*HOW TO COMPLETE THIS TASK:*
I'd like the data beneath this line reproduced exactly, without any of its images.

*Natural language region descriptions:*
Start of Block

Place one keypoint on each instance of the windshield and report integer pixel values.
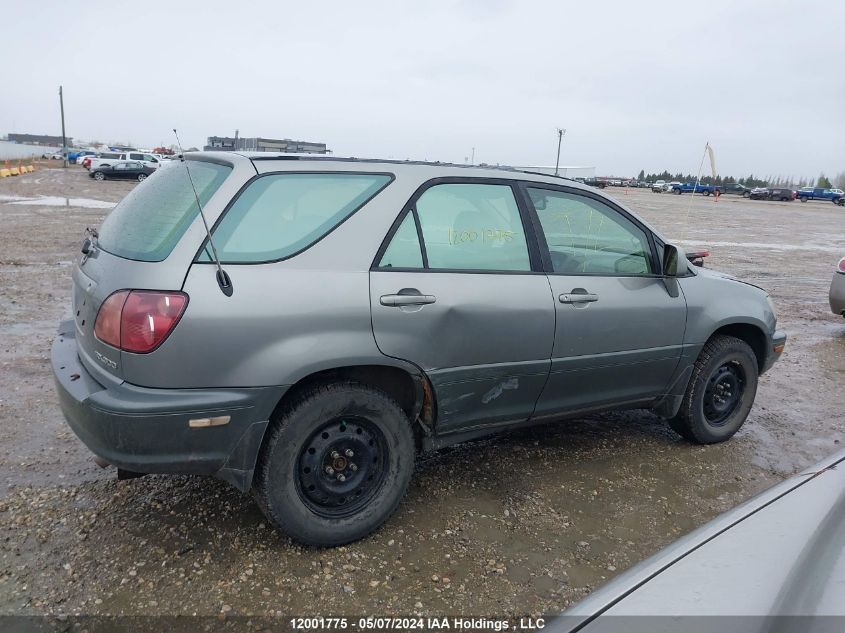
(147, 224)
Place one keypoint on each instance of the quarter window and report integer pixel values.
(587, 236)
(404, 250)
(279, 215)
(472, 226)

End of Block

*YOUR SOLUTION:*
Place one keypoint on each instance of the windshield and report integer pixel values.
(147, 224)
Place one keypoint on each instance of the quarter window and report integer pixel values.
(587, 236)
(404, 250)
(279, 215)
(472, 226)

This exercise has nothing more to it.